=== O QUE FAZER ===
Transcreva palavra por palavra as linhas abaixo, desde a que contém "of the steep" até o fim, ambas incluídas. Deixe as imagens fora da resposta.
.....
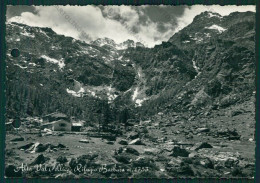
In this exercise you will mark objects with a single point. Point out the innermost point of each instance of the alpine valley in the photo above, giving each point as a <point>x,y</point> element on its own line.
<point>188,104</point>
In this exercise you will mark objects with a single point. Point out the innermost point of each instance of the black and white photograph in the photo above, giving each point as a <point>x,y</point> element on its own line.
<point>150,91</point>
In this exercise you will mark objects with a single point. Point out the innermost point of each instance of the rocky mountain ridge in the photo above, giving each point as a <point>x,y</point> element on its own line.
<point>205,65</point>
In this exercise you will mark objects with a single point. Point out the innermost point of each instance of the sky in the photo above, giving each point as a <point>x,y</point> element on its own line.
<point>147,24</point>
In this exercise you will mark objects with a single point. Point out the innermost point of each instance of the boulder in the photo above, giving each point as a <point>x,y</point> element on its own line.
<point>123,158</point>
<point>231,162</point>
<point>17,139</point>
<point>84,141</point>
<point>62,159</point>
<point>132,151</point>
<point>133,135</point>
<point>201,145</point>
<point>123,142</point>
<point>12,171</point>
<point>39,160</point>
<point>200,130</point>
<point>136,142</point>
<point>177,151</point>
<point>207,163</point>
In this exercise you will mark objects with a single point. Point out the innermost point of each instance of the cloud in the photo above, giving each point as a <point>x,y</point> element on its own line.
<point>147,24</point>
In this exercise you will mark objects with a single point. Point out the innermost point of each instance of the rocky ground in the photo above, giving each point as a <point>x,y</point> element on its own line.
<point>219,143</point>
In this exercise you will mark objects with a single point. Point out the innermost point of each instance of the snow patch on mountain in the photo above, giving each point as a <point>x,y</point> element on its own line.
<point>60,63</point>
<point>211,14</point>
<point>217,27</point>
<point>28,34</point>
<point>76,94</point>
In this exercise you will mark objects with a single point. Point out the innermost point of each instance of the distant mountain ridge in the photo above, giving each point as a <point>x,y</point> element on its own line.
<point>208,64</point>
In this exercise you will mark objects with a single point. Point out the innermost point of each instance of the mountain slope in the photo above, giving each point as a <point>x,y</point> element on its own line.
<point>208,64</point>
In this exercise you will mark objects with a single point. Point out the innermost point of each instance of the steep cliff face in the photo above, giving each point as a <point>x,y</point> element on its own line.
<point>208,64</point>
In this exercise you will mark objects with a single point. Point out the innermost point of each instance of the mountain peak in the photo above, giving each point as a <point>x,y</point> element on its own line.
<point>208,14</point>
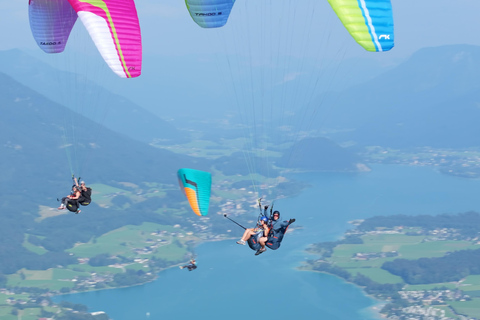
.....
=== RESPOSTA COMPLETA ===
In this exercise you will mark objects with a single point. Point out the innermost point of each instance of the steep cliff face in the photo above, giving each point as a <point>x,y</point> element on its own line.
<point>208,64</point>
In this exercise you will mark objects with a single point. Point out the innermost point of each instance of the mountain peak in the photo above, giving each point as a <point>x,y</point> element on its own line.
<point>208,14</point>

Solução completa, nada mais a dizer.